## STATED EXERCISE
Find every line in the items below that contains the string "armrest", matching case exactly, and copy each of those lines.

[Segmentation labeling items]
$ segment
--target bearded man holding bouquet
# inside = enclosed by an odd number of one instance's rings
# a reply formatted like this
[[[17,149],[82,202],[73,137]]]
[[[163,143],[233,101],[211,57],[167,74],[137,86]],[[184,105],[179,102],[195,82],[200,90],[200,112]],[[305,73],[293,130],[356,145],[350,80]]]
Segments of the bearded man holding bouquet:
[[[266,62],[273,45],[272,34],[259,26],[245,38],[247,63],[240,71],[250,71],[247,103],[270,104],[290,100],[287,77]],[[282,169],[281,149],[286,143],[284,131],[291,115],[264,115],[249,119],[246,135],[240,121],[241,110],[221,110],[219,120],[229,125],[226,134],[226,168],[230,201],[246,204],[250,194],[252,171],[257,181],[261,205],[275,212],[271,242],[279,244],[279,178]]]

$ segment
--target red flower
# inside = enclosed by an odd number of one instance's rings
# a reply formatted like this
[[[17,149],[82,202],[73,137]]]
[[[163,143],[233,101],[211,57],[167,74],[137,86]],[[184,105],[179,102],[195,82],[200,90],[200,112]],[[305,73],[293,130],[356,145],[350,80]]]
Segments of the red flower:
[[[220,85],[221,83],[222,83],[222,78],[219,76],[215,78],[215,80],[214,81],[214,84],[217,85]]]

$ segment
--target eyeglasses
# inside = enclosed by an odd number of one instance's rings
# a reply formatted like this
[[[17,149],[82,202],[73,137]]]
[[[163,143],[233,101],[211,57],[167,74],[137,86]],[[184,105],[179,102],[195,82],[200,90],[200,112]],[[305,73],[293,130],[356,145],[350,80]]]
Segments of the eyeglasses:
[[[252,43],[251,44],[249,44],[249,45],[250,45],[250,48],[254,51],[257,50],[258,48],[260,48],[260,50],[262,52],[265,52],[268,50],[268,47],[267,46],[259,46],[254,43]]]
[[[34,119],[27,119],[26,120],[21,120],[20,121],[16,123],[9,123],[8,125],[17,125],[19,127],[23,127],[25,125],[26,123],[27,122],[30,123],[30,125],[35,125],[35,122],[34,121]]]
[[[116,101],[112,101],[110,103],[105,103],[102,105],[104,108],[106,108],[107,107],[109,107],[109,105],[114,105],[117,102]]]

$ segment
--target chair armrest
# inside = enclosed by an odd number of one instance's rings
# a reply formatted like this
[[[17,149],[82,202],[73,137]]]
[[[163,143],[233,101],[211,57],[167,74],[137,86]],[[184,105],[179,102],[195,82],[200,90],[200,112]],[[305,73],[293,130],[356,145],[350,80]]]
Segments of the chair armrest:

## FINAL RESULT
--target chair armrest
Segments of the chair armrest:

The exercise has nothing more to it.